## Your task
Gather every line below that contains the word "tire", copying each one in full.

(Labeled contour entries)
------------------------------------------------

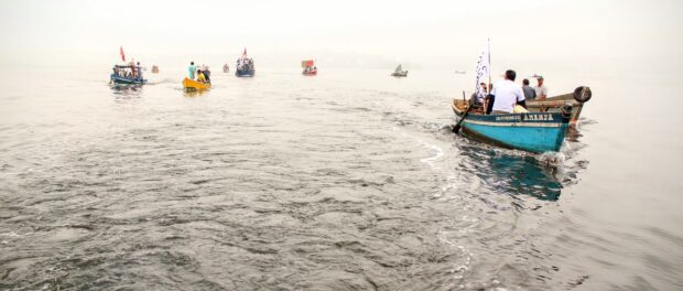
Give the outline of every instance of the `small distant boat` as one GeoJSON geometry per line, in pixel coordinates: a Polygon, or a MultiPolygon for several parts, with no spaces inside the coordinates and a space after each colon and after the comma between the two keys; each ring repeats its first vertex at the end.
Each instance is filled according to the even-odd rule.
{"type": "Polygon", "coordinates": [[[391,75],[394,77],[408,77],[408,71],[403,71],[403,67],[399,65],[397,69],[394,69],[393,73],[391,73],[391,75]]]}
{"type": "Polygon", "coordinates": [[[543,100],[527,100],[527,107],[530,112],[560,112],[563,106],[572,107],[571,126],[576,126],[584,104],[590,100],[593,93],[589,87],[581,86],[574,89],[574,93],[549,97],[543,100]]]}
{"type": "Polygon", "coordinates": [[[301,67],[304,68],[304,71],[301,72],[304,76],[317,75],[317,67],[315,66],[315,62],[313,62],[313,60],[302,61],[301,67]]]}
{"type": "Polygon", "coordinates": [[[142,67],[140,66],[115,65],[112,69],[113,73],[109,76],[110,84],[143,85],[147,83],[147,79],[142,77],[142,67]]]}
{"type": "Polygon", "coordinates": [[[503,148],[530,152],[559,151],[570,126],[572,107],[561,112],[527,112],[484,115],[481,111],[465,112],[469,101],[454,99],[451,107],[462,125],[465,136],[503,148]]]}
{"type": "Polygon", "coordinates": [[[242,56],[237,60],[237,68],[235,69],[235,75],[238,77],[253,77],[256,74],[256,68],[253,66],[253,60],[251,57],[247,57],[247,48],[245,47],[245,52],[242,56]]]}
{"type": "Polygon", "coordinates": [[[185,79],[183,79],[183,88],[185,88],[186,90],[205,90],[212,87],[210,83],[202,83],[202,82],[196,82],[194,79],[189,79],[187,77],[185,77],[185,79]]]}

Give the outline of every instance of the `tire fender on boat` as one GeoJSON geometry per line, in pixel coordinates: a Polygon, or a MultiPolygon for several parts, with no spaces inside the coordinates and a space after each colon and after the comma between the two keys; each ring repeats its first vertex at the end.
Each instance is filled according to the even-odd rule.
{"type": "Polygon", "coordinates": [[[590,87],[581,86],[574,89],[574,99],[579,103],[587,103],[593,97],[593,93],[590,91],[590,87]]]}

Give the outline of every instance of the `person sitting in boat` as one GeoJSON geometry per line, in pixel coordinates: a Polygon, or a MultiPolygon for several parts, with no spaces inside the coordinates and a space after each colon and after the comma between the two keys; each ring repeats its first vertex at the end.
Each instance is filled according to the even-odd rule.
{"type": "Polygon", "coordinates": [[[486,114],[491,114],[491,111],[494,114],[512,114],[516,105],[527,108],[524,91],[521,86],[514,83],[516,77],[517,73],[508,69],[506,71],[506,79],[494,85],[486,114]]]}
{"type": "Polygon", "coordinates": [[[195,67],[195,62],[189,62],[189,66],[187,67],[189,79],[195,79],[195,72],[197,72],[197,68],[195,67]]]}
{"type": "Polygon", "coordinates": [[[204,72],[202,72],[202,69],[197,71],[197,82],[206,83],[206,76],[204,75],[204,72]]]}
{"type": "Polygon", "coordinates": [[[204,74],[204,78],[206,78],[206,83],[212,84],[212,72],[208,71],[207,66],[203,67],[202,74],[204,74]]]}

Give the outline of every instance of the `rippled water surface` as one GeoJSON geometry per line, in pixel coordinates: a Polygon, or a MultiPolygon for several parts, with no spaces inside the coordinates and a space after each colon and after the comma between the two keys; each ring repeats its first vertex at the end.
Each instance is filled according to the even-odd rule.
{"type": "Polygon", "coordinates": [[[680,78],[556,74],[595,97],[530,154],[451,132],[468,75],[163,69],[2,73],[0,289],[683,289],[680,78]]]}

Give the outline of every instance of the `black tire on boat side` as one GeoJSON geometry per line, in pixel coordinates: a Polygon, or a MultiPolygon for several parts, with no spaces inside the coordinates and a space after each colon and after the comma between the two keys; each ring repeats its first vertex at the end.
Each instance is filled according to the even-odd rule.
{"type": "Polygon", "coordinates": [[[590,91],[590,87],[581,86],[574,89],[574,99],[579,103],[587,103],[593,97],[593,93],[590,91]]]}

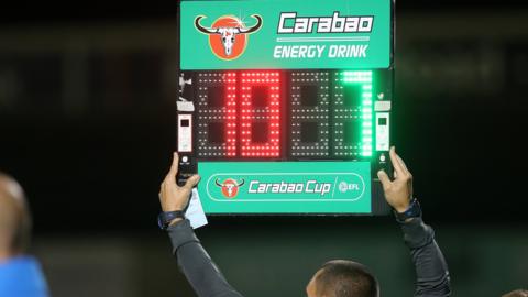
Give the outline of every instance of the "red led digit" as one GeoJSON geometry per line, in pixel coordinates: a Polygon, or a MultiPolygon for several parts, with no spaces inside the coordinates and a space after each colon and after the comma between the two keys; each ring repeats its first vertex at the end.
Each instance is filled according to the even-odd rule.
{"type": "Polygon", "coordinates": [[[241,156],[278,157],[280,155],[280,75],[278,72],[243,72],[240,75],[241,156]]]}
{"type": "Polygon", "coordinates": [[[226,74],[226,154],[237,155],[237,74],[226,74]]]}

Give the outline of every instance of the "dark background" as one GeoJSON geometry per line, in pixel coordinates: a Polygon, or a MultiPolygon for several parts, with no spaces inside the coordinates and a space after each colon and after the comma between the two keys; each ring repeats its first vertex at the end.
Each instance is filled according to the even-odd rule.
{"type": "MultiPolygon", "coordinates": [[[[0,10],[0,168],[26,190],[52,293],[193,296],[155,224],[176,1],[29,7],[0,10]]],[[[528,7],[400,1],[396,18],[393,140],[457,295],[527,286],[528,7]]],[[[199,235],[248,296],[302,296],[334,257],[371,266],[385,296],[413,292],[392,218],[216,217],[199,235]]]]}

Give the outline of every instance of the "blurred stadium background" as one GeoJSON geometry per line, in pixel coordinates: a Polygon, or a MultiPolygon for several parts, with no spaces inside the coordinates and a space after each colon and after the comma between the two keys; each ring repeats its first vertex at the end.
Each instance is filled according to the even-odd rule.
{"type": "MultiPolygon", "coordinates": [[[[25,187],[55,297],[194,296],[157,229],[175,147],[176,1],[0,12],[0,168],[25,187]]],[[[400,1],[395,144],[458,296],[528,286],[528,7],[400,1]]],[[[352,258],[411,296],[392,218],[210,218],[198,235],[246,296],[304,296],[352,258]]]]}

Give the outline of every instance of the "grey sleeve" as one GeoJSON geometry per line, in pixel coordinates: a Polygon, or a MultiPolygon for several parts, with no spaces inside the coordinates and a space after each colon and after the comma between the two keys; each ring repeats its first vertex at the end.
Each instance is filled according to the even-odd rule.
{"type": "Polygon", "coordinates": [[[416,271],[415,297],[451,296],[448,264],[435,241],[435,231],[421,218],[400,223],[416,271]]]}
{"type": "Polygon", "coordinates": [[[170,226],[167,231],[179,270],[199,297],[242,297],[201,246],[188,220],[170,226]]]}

------------------------------------------------

## Full output
Give the outline of every instance of the `tire fender on boat` as one GeoJSON geometry per line, in pixel coordinates: a Polygon, or a MultiPolygon for several parts, with no spaces inside the coordinates and a space after each colon and after the comma between the two keys; each ring repeats its first vertex at the end.
Give the outline of every instance of the `black tire on boat side` as one GeoJSON geometry per line, in pixel coordinates: a Polygon, or a MultiPolygon for several parts, with no spaces inside the coordinates and a space after each colon and after the comma between the two keys; each ring repeats its first vertex at the end.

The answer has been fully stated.